**To do**
Each line from the one containing "Note to the class: identify the grass" to the end of the entries below must be restated exactly, and no other line should appear.

**Records for the task**
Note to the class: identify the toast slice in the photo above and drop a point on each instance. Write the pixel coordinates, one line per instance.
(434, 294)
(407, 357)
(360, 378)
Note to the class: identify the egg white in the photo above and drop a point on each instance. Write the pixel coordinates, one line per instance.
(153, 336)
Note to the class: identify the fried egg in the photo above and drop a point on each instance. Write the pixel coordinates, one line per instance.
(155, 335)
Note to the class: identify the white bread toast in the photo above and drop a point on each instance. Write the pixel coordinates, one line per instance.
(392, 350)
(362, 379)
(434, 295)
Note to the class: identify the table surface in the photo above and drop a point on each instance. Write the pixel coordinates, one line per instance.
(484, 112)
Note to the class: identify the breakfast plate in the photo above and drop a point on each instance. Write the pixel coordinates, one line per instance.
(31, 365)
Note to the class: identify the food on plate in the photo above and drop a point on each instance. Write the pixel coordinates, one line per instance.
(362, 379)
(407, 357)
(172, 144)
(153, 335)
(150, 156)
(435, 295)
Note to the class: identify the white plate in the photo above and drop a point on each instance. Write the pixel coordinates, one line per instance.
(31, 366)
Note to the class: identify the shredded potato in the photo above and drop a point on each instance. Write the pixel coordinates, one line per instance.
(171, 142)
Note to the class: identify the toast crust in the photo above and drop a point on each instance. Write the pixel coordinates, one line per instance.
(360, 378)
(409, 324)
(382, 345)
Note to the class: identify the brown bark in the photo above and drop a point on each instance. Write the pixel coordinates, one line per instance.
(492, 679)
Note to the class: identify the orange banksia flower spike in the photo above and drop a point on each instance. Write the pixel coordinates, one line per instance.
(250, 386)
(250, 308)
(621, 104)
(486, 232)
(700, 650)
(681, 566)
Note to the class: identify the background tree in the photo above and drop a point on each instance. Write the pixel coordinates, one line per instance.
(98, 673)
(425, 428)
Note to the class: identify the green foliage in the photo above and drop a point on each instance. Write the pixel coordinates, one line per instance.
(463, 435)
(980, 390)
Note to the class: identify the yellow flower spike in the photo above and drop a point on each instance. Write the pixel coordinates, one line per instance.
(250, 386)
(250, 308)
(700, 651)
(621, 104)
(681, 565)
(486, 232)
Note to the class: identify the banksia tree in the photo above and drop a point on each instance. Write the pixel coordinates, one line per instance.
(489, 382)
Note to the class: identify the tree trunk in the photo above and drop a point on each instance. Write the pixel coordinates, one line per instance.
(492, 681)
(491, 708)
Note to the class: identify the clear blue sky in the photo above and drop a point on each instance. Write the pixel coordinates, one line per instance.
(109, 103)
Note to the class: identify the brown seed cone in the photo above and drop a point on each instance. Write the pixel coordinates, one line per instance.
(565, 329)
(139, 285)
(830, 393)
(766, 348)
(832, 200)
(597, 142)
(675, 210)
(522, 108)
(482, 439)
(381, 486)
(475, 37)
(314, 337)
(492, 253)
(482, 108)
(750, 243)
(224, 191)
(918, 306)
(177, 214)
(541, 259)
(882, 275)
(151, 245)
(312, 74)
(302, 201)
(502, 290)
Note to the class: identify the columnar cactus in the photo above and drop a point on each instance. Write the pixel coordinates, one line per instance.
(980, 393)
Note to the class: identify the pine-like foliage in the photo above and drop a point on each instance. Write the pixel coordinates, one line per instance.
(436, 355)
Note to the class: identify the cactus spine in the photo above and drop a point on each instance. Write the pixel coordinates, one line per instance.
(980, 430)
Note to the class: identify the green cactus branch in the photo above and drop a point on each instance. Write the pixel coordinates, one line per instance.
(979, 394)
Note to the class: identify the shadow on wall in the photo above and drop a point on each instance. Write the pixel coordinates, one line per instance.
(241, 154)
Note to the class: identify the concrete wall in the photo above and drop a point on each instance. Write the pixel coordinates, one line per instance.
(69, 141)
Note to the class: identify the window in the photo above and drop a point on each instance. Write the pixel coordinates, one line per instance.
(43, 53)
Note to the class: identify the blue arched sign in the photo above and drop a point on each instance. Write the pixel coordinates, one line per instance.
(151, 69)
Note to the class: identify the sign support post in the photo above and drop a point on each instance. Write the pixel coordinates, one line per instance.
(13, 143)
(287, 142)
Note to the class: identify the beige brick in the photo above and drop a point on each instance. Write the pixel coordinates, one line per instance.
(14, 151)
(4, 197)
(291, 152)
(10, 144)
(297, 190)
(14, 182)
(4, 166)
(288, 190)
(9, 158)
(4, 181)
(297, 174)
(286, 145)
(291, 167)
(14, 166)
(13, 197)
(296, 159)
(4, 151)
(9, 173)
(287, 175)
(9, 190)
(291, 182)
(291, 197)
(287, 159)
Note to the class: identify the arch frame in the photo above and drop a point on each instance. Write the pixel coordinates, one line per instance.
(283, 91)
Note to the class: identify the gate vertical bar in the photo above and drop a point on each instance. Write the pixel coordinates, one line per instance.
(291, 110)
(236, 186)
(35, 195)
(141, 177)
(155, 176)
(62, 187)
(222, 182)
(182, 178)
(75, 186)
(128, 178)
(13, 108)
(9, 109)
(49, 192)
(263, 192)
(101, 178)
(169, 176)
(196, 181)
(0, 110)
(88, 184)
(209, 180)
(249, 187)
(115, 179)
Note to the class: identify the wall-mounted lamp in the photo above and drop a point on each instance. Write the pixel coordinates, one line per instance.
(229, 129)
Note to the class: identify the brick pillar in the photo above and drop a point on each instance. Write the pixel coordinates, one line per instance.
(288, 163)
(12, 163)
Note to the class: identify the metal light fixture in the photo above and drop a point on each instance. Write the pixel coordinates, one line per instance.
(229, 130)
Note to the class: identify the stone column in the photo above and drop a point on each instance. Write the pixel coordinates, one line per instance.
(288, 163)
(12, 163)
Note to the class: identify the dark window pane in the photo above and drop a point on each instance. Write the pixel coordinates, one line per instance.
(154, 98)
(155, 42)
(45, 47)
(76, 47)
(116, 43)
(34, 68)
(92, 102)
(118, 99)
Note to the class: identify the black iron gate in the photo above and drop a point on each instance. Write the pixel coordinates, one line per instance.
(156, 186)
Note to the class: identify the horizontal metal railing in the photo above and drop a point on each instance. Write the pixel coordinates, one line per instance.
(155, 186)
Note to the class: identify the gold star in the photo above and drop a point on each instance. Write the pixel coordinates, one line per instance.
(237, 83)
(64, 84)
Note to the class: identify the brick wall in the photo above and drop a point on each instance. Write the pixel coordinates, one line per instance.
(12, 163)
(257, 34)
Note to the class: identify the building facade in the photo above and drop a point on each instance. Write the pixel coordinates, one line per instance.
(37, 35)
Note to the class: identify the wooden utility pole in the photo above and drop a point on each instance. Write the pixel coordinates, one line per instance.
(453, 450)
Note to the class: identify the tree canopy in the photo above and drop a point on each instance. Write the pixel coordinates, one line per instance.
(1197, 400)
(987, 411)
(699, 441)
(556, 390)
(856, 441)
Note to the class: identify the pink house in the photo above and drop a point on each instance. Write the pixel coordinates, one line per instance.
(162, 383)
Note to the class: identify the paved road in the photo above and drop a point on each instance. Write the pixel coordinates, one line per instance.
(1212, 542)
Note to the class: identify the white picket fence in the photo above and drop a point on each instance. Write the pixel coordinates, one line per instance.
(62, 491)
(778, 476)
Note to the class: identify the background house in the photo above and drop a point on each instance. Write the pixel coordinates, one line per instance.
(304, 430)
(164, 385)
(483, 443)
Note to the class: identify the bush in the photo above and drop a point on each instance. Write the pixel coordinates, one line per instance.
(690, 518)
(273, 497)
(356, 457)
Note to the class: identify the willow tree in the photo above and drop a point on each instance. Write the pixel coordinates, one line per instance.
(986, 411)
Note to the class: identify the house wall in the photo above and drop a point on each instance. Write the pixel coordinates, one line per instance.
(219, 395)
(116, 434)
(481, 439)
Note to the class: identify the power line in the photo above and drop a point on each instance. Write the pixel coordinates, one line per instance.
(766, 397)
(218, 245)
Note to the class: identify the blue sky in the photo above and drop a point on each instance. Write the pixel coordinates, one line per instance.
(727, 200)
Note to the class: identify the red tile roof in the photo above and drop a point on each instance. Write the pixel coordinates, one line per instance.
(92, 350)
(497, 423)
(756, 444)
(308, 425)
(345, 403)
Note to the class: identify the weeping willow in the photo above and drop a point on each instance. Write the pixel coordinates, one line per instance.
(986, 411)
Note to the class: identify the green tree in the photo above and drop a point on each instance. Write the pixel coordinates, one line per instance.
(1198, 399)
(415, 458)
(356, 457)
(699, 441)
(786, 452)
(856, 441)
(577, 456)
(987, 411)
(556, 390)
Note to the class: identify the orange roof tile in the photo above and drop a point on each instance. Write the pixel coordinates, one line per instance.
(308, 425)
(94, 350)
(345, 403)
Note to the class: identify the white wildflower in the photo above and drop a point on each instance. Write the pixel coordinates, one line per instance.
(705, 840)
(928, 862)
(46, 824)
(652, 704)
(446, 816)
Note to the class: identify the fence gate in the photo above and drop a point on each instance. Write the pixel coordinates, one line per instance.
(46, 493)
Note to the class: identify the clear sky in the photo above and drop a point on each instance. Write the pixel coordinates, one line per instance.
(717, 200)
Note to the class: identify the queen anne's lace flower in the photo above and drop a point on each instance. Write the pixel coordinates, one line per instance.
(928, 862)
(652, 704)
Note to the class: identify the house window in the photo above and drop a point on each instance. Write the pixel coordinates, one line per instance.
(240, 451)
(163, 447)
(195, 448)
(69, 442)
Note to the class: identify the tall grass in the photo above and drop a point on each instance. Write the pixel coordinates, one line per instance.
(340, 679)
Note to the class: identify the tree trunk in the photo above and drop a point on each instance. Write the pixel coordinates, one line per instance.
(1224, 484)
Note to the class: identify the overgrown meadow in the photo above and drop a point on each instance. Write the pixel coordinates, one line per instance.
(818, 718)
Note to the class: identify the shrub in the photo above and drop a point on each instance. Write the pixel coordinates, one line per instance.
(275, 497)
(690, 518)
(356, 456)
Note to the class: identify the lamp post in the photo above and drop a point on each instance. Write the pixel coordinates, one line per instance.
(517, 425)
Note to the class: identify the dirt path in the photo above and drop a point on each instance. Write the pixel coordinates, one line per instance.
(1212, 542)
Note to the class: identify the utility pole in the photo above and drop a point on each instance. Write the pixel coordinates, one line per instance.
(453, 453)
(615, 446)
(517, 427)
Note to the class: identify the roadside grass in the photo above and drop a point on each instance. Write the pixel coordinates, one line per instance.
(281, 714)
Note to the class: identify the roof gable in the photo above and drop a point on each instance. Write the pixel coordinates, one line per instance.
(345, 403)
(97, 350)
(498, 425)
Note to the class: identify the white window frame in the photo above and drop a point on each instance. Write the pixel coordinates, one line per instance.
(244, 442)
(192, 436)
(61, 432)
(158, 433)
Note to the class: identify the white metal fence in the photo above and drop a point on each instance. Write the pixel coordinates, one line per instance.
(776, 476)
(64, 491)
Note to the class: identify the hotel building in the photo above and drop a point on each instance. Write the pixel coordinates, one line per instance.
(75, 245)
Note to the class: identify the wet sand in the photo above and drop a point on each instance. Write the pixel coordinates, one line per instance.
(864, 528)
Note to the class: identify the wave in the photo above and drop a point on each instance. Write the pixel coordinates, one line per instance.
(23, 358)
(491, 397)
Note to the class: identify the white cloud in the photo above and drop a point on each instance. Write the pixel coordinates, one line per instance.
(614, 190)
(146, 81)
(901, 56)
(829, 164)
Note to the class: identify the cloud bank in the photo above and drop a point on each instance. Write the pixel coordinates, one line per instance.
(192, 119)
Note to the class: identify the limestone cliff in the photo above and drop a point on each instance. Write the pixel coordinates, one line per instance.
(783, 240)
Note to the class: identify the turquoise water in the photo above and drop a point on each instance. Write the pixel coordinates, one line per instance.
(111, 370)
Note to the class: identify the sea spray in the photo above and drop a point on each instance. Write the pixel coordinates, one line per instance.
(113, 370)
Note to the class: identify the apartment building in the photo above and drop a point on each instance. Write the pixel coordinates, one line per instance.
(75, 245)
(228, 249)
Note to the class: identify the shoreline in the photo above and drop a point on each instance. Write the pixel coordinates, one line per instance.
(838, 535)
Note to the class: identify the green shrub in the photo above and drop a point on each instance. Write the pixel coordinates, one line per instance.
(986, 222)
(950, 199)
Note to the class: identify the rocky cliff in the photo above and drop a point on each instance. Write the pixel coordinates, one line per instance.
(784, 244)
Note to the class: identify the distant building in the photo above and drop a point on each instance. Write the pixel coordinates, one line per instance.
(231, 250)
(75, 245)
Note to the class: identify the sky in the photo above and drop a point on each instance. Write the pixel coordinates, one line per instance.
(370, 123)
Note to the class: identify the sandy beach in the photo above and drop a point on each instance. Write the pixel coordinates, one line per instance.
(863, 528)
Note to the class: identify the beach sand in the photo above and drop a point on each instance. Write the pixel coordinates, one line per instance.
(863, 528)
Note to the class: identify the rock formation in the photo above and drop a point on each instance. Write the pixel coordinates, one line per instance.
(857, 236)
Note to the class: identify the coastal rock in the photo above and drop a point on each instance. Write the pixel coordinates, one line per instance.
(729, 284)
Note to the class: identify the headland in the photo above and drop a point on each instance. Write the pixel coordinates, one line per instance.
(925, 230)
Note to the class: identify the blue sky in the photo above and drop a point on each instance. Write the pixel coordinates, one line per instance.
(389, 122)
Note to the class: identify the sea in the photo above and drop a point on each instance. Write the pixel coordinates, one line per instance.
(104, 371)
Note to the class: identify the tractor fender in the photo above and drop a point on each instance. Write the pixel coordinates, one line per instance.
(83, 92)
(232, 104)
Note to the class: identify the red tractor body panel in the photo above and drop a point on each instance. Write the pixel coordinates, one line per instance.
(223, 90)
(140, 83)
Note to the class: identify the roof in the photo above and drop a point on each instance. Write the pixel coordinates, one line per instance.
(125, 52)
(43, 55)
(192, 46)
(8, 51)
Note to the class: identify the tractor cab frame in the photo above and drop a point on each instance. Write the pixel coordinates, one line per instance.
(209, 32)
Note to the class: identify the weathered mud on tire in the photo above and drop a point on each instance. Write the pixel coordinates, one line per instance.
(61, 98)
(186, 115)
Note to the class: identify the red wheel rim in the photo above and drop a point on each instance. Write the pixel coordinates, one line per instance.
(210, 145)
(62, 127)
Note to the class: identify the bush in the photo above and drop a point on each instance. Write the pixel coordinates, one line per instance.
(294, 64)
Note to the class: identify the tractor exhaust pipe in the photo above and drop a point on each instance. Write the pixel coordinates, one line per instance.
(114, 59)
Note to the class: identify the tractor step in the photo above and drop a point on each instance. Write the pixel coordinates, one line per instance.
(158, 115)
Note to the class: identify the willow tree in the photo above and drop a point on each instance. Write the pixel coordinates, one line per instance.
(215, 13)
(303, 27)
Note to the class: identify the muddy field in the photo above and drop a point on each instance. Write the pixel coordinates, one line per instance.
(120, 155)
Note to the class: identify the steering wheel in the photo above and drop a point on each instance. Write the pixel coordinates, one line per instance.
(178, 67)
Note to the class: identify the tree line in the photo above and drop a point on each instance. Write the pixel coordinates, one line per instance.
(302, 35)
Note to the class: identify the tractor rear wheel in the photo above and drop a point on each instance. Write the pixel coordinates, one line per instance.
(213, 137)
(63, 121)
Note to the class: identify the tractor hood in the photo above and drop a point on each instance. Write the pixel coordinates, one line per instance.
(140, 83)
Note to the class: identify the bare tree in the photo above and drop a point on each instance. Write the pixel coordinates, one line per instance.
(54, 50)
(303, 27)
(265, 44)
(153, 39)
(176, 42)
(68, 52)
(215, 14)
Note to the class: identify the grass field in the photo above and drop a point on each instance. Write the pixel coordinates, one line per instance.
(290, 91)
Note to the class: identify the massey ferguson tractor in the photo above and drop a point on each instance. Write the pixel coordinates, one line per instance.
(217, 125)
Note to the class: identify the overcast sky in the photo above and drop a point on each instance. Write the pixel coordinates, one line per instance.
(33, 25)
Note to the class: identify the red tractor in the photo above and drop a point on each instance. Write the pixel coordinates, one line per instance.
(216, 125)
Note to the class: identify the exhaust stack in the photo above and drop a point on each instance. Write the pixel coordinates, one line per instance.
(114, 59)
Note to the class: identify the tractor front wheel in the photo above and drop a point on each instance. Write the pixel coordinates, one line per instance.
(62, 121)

**Output for this exercise**
Note to the class: identify the grass field in the photo above and drop a point on each instance. Write the pixel coordinates, one line per instance.
(290, 91)
Note to the class: identify the massey ferguson tractor in the photo above and drop a point on each instance. Write the pixel coordinates, one line per instance.
(217, 125)
Note to the class: identify the overcast sky in the photo above and drop a point on each instance. Write the pixel coordinates, one line per instance.
(33, 25)
Note to the class: identify the red tractor in the photo above and drop a point on each instance. Write the pixel coordinates, one line per instance.
(216, 125)
Note to the class: identify the exhaust stack in the photo above and drop a point on each instance. Write the pixel coordinates, one line per instance.
(114, 59)
Note to the class: identify the tractor front wheel in the photo above and drop a point on each instance. Write the pixel coordinates, one line per instance.
(62, 121)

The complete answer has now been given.